● How to complete this task: Whenever "chopped" appears in a line, please copy that line from the data.

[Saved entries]
╔══

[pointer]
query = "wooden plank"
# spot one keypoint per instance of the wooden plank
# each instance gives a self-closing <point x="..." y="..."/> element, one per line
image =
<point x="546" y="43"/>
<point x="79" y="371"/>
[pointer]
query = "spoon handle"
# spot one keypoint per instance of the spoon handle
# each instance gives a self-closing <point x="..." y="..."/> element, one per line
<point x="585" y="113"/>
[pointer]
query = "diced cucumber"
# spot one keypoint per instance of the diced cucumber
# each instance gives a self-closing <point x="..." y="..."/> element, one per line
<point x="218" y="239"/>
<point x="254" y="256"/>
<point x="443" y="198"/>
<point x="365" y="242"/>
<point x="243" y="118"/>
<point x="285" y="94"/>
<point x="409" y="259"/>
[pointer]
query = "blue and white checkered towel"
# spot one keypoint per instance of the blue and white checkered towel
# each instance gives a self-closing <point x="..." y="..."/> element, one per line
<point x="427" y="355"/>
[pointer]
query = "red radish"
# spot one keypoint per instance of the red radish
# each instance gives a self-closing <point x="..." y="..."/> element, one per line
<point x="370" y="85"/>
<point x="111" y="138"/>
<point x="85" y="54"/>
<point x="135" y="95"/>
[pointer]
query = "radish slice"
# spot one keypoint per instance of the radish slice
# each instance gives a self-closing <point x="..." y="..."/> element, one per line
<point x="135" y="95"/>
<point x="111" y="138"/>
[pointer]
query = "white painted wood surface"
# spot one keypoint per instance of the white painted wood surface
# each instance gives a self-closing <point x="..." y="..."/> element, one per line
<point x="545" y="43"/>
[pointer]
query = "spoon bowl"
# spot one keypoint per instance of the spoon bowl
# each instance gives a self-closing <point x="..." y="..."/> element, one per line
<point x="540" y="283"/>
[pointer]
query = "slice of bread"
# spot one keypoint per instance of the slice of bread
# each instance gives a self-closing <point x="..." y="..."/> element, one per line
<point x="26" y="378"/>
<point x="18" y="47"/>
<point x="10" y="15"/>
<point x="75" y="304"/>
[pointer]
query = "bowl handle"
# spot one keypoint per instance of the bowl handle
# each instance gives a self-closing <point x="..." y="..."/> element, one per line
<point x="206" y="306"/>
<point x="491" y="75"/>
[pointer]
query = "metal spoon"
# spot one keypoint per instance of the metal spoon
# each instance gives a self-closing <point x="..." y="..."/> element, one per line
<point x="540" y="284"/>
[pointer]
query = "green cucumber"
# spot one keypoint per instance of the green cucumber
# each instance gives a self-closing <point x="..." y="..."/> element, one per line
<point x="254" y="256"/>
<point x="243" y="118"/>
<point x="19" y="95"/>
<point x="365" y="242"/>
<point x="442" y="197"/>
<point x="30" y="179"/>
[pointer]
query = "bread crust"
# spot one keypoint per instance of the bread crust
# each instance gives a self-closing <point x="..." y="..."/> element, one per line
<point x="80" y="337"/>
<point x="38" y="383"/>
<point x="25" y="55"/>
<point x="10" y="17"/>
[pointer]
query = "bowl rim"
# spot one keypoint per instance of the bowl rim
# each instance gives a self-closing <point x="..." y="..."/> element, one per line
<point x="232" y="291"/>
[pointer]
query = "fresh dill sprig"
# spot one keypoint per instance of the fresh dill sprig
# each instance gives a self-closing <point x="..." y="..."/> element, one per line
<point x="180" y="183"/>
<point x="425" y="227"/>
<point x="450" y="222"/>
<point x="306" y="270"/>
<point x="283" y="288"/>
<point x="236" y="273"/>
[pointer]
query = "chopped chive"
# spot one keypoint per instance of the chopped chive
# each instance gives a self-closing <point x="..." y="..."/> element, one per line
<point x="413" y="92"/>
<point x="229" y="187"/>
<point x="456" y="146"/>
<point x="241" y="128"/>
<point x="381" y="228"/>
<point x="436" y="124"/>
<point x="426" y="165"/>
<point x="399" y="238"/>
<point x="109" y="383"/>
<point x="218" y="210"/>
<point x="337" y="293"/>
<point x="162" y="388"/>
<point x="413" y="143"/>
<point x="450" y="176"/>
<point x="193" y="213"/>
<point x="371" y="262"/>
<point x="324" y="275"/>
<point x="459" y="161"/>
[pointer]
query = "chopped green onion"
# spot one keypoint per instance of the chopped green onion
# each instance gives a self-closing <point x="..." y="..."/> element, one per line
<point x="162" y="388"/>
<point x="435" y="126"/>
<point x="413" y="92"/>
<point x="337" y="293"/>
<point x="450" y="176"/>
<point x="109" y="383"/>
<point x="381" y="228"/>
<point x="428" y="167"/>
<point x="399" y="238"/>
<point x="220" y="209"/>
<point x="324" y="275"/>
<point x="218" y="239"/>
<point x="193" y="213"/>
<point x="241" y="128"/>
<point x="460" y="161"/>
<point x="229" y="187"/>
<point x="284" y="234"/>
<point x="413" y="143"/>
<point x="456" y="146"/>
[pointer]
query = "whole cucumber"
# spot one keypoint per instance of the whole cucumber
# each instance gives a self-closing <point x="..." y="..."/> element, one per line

╚══
╔══

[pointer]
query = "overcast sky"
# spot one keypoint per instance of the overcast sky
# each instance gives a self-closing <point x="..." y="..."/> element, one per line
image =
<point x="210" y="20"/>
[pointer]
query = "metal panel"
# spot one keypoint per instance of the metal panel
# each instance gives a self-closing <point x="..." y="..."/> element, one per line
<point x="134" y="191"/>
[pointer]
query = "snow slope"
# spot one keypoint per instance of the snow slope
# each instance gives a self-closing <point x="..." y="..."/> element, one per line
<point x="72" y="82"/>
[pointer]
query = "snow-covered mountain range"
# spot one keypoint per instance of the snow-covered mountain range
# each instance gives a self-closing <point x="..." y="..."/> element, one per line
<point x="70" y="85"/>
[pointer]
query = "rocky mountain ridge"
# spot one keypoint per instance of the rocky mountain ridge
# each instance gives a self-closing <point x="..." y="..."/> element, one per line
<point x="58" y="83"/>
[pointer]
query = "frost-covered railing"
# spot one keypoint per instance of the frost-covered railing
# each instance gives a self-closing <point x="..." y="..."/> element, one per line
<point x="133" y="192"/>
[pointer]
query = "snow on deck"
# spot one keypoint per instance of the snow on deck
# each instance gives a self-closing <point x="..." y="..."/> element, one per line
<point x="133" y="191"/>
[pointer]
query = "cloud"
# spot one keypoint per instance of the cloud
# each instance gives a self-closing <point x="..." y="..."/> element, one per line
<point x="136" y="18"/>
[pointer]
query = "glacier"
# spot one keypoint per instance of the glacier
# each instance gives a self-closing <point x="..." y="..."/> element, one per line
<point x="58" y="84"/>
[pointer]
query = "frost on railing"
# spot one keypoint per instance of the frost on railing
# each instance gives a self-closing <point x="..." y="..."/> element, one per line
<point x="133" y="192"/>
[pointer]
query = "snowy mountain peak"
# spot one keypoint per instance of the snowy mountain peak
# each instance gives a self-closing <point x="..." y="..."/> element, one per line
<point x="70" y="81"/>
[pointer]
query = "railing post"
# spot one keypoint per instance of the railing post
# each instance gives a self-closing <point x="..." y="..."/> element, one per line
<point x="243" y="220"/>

╚══
╔══

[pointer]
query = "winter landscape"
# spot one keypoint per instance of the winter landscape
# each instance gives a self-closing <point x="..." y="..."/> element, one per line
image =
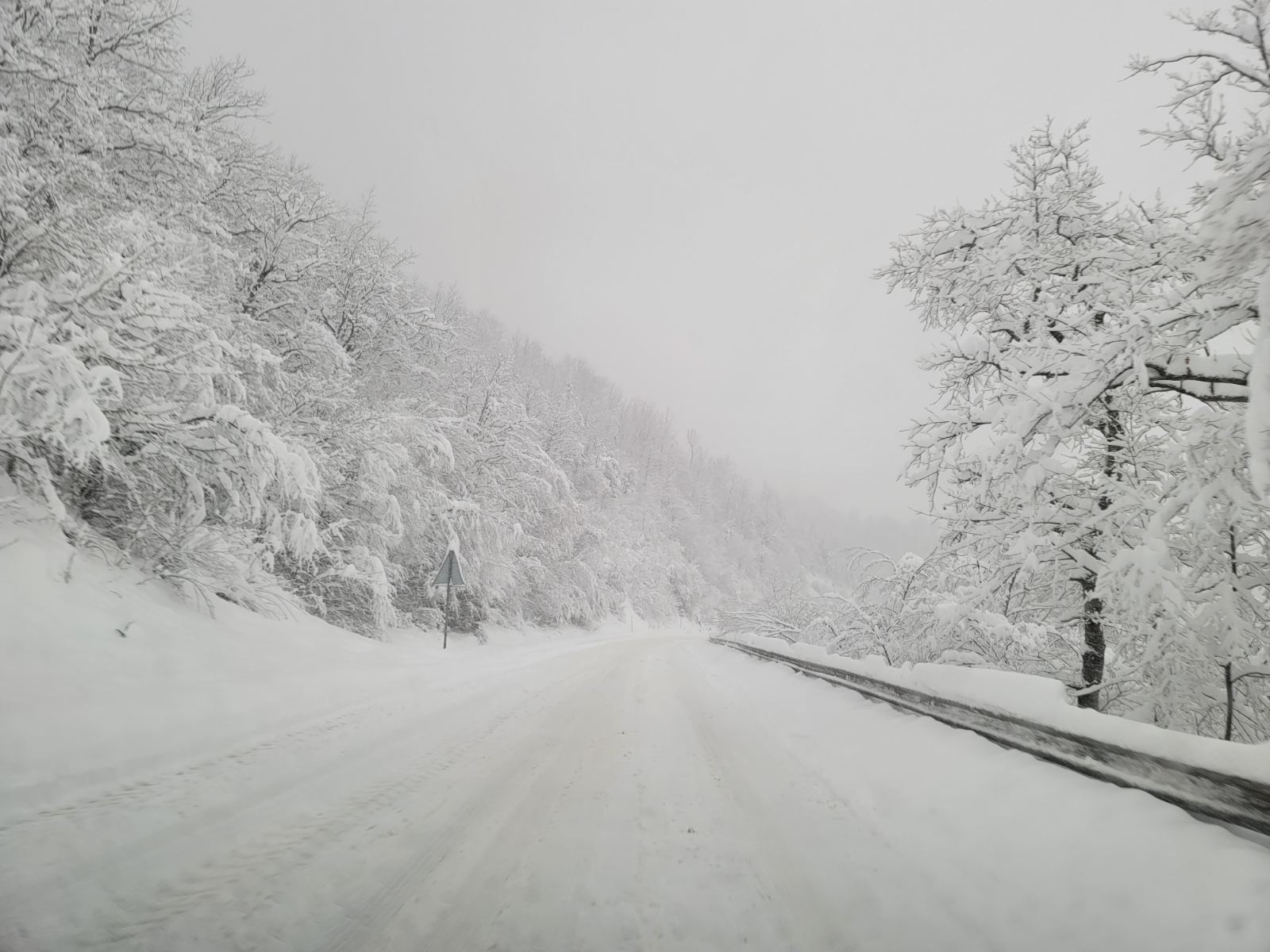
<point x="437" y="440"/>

╚══

● Reply:
query = "chopped chive"
# spot one keypoint per instance of the chopped chive
query = "chopped green onion"
# spot one keypoint per instance of the chopped green onion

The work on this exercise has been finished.